**WHAT IS BEING ASKED**
Starting at the line that contains "of the conical" and stopping after the line that contains "x=463, y=179", rewrite those lines with "wooden roof" swapped for "timber roof" and nothing else changed.

* start RECORDS SUPPLIED *

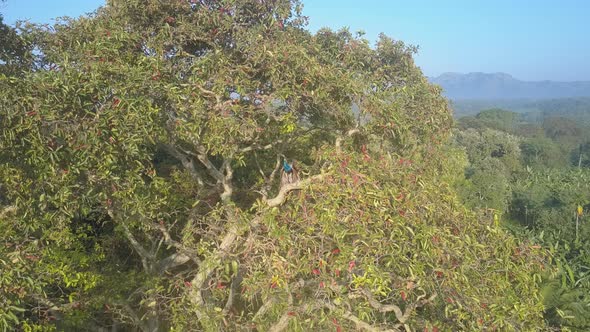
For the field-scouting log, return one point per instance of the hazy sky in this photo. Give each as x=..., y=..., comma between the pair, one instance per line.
x=530, y=39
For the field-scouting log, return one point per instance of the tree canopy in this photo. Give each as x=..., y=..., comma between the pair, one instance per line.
x=141, y=157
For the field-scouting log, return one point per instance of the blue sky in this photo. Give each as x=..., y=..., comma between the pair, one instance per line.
x=530, y=39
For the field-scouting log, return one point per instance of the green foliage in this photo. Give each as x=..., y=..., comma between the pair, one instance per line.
x=140, y=178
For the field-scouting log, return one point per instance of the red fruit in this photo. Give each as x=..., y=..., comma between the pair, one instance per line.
x=351, y=265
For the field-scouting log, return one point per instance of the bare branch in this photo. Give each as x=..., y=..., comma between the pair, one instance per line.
x=187, y=161
x=260, y=147
x=172, y=261
x=143, y=253
x=286, y=189
x=360, y=324
x=204, y=159
x=350, y=133
x=402, y=317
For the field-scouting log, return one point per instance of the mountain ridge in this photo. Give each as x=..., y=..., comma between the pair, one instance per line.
x=479, y=85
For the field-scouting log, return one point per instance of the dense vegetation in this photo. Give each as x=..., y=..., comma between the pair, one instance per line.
x=142, y=183
x=538, y=176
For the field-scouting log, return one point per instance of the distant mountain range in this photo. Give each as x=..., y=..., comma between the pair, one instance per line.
x=503, y=86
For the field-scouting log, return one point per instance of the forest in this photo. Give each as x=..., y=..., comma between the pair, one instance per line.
x=215, y=166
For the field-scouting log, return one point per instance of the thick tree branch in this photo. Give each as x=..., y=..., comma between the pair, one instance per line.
x=281, y=197
x=349, y=133
x=204, y=159
x=186, y=160
x=402, y=317
x=172, y=261
x=258, y=147
x=145, y=256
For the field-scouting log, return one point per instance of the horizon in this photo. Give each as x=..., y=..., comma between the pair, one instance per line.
x=517, y=39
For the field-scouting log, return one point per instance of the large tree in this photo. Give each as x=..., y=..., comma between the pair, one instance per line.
x=142, y=188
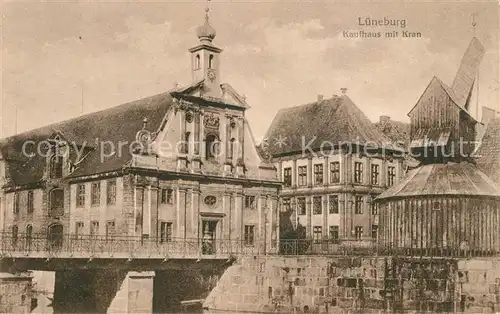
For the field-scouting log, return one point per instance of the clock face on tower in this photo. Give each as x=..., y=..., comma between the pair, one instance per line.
x=211, y=75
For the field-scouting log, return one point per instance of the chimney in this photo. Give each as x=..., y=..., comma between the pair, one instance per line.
x=384, y=119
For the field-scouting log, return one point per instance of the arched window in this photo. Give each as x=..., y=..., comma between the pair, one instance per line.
x=56, y=202
x=29, y=236
x=210, y=61
x=185, y=143
x=56, y=165
x=197, y=64
x=211, y=146
x=55, y=236
x=231, y=149
x=15, y=232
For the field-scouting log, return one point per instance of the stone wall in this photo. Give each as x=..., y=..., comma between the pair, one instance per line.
x=15, y=293
x=373, y=284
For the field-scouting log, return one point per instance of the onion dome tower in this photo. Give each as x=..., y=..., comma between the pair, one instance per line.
x=446, y=206
x=205, y=59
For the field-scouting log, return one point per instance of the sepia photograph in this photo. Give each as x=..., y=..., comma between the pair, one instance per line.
x=250, y=156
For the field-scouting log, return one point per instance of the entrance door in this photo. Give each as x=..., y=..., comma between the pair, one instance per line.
x=209, y=236
x=55, y=236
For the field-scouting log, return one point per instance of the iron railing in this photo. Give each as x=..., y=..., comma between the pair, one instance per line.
x=88, y=246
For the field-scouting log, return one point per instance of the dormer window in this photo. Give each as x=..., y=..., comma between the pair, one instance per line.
x=56, y=202
x=56, y=166
x=210, y=61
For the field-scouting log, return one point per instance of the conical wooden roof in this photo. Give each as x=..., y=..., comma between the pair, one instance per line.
x=463, y=179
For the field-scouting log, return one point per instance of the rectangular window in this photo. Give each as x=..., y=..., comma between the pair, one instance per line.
x=16, y=203
x=96, y=194
x=358, y=232
x=57, y=201
x=358, y=172
x=197, y=141
x=185, y=143
x=301, y=204
x=167, y=196
x=333, y=204
x=80, y=195
x=287, y=177
x=375, y=175
x=318, y=174
x=317, y=210
x=358, y=205
x=249, y=235
x=79, y=229
x=335, y=172
x=111, y=192
x=391, y=175
x=250, y=201
x=30, y=205
x=334, y=233
x=302, y=175
x=165, y=232
x=94, y=228
x=374, y=207
x=286, y=205
x=317, y=234
x=110, y=229
x=374, y=231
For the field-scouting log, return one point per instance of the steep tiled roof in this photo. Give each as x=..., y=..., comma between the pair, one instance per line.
x=115, y=125
x=397, y=132
x=450, y=93
x=488, y=154
x=336, y=120
x=443, y=179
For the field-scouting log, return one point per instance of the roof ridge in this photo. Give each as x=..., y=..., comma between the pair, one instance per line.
x=321, y=102
x=54, y=125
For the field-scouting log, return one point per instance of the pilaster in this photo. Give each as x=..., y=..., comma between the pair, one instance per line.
x=325, y=213
x=188, y=221
x=309, y=216
x=294, y=173
x=309, y=172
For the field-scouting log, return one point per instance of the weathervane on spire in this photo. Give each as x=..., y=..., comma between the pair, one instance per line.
x=207, y=9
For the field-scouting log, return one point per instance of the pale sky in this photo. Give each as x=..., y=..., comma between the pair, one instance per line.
x=278, y=53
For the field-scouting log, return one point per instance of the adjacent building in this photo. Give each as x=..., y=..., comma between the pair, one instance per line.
x=447, y=205
x=178, y=165
x=333, y=162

* end RECORDS SUPPLIED *

**RESULT**
For the field-scouting log, return one point per instance of the conical timber roof in this photo. Give each as x=..., y=..., comma between the pair, one instance per line.
x=463, y=179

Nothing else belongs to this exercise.